*** Text under study Section Begins ***
Cinematic Tour de Force5
Even if French New Wave Cinema of the 1950's and 1960's is of no interest to you, don't be put off seeing this incredible film. If you do have an interest in films from this period and you haven't yet seen "Cleo" then make a promise to yourself to see this film now. Director Agnes Varda made a movie back in 1960-61 that rises above language, time, place and fashion to be a masterpiece in world cinema. In some respects this is a neglected masterpiece as it is seldom spoken in the same breath as films like "400 Blows", but that makes the pleasure of discovering it all the more sweet. Amongst the highlights - a gorgeous and clever score by Michel Legrand who makes a wonderful appearance as "Bob, the Pianist"; astonishing camerawork throughout - innumerable sequences that make you wonder "how did they do that?". Varda is such an assured filmmaker that she can turn what at first appear to be momentary lapses of energy and inspiration into ever more revealing and moving climaxes. One of the great movies. You won't regret spending a summer evening in Paris with Cleo.

READ THE SIGNS5
It's not so very often that I see a movie two evenings in a row, but I simply had to do it with French director Agnès Varda's CLEO FROM 5 TO 7. Because, unlike in today first and only degree movies, there is so much in it. Not only in the dialogs, but also in the way Agnès Varda has patiently built her movie ; just try to watch CLEO FROM 5 TO 7 while concentrating on what is behind the main action, observe the clocks that are always present and remind us Cléo's fate, look at the stores punctuating Cléo's race through the Paris of 1961. You have to literally read this movie.
*** Text under study Section Ends ***
- _Task_
Continue the reviews of Agnès Varda's "Cleo from 5 to 7" from the point where they stop. The data after this point is not needed for what follows.
*** Dataset excerpts Section Begins ***
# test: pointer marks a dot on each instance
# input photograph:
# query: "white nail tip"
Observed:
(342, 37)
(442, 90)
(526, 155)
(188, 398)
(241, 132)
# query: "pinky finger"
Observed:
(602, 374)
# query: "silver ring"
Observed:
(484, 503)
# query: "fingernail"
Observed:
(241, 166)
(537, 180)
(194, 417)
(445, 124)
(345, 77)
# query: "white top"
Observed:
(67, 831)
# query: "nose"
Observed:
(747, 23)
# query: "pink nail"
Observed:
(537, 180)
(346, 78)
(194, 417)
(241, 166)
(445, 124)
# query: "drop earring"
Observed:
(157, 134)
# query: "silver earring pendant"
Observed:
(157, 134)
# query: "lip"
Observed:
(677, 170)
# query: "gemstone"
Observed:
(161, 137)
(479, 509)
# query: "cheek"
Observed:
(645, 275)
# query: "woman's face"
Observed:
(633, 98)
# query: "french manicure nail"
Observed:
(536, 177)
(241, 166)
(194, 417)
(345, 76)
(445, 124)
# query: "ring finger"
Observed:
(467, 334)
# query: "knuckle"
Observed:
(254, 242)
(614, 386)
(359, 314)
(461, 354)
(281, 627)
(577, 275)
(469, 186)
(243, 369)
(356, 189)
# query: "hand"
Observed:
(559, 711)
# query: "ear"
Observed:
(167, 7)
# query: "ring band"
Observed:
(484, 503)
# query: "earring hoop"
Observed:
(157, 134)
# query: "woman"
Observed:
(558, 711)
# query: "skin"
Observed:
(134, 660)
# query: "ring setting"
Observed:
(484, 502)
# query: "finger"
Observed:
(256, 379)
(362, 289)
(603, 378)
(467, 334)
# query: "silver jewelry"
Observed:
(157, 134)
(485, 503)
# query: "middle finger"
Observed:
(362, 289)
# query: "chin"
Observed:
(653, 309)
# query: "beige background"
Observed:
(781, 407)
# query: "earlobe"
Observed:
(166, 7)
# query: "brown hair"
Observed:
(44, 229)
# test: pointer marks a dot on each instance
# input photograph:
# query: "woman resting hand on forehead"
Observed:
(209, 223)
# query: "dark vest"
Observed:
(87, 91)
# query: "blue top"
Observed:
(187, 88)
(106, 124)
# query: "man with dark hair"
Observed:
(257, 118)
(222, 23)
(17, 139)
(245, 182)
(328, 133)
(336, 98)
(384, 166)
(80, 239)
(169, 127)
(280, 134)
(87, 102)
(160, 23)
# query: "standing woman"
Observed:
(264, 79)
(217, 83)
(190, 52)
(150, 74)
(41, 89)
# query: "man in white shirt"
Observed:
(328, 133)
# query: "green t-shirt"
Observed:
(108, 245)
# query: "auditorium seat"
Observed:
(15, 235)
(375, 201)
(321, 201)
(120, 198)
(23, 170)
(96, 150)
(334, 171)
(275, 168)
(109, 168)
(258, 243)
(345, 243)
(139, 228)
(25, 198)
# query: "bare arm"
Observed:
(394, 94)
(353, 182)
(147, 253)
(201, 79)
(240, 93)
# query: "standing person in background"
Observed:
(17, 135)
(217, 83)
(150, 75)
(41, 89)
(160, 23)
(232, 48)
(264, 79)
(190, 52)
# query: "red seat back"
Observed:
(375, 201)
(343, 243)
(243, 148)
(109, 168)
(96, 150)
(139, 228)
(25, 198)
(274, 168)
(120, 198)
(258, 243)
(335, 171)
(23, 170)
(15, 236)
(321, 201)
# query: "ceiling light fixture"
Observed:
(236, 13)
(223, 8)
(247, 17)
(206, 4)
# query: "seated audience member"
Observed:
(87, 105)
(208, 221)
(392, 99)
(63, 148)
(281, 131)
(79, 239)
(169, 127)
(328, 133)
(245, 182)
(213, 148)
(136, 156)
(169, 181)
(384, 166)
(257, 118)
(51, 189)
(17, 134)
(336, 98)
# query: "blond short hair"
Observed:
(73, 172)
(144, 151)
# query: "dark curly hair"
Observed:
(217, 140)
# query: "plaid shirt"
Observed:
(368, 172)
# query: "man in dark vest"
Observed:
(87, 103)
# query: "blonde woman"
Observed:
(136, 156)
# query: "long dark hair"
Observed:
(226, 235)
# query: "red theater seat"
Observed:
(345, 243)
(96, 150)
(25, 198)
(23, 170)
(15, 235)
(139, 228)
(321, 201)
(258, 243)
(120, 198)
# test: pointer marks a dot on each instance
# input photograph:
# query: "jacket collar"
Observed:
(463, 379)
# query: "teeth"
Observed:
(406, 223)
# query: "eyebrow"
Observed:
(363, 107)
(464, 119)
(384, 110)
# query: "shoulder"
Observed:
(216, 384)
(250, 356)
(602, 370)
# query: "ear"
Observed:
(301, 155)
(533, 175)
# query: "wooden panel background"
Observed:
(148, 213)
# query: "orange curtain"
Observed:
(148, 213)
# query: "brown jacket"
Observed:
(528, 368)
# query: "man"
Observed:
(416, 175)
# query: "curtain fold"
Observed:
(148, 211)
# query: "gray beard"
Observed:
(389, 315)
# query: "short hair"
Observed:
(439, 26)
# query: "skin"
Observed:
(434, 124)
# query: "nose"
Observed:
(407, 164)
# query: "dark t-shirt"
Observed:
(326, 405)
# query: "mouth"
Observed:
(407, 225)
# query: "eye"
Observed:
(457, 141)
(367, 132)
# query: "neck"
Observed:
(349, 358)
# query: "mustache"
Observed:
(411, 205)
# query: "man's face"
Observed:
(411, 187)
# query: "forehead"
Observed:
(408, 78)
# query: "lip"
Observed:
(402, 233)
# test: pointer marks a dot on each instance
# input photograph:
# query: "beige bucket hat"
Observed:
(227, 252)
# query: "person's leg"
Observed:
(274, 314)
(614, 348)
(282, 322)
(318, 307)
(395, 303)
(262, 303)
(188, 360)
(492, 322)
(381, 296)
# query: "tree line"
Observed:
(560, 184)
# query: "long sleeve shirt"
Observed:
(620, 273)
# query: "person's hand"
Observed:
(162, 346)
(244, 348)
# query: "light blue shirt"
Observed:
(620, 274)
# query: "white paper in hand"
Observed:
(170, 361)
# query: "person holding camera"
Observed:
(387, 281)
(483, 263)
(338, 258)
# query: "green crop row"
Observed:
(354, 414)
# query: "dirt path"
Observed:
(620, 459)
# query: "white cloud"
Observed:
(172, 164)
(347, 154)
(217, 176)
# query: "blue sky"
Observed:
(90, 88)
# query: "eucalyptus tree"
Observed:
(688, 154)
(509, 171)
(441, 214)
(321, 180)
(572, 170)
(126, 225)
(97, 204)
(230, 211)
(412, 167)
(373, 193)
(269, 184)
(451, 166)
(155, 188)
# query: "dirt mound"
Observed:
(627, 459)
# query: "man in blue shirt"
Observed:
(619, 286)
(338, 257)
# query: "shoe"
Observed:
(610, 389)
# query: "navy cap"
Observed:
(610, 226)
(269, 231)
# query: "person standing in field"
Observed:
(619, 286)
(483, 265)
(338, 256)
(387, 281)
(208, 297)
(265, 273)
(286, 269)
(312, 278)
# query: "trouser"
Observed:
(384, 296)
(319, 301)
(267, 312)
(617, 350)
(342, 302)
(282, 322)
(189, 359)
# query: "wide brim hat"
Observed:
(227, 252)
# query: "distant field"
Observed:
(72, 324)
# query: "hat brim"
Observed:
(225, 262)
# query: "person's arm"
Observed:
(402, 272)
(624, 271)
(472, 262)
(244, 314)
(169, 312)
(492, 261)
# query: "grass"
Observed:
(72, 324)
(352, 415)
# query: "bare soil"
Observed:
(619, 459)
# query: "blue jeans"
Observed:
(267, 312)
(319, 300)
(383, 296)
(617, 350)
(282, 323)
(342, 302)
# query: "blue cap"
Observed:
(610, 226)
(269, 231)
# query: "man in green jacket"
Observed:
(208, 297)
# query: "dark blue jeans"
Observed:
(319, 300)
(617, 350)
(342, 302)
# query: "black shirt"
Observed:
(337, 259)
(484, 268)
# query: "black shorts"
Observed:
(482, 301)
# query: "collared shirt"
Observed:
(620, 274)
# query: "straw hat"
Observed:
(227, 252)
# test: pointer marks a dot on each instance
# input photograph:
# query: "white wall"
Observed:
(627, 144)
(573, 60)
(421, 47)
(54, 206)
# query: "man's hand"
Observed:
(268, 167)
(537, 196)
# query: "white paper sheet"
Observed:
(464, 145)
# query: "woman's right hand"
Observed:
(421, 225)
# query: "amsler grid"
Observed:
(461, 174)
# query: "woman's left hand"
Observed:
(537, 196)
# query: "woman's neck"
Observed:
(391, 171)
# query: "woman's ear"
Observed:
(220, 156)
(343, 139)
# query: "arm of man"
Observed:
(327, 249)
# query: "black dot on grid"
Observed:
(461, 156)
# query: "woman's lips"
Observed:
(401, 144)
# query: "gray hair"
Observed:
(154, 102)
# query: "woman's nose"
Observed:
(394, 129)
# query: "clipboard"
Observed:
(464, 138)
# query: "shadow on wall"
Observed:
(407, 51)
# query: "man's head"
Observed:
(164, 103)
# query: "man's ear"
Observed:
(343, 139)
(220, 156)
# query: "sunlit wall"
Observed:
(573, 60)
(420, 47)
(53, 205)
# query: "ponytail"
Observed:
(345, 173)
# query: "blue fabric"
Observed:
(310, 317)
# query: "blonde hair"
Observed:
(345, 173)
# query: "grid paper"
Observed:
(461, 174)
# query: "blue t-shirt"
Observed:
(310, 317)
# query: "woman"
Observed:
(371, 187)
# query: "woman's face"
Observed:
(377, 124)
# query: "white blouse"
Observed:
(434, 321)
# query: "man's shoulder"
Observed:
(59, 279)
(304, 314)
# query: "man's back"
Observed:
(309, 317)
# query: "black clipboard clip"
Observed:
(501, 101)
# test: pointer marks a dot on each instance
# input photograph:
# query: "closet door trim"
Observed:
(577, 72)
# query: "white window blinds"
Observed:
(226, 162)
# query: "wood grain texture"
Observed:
*** Dataset excerpts Section Ends ***
- _Exercise result_
Cléo, an addict of all kind of superstitions, will show you the way ; for her, everything and everybody knows that she is marked by illness. With her and Angèle, her guardian, you will learn how to read the signs that are surrounding you. The first scene of the movie, in a fortune-teller's apartment, is the only scene shot in colour and, in my opinion, a lesson of cinema.

Music and songs take also an important place in Agnés Varda's CLEO FROM 5 TO 7. Michel Legrand, the future composer of THE UMBRELLAS OF CHERBOURG and LES DEMOISELLES OF ROCHEFORT, plays the role of Cléo's friend and composer and delivers a superb performance. Corinne Marchand has the beauty of a French depressed Marilyn Monroe and her encounter with a returning soldier is a moment of pure freshness.

Excellent sound and images for this Criterion release but,alas, no extra-features except for english subtitles.

A DVD for your library.

Poetry meets anti-studio system guerrilla New Wave5
"Cleo from 5 to 7" was shot mostly on the streets of Paris where our beautiful heroine, a rather shallow singer and model, roams after she's taken a hypochondriac's test to see if she has cancer. Floating on the mood of doubt she has accumulated (which won't be allayed until the test results come in), she sees things with new eyes, becomes deeper and less superficial, and eventually meets up with a chance stranger who gently goads her into a new type of romance.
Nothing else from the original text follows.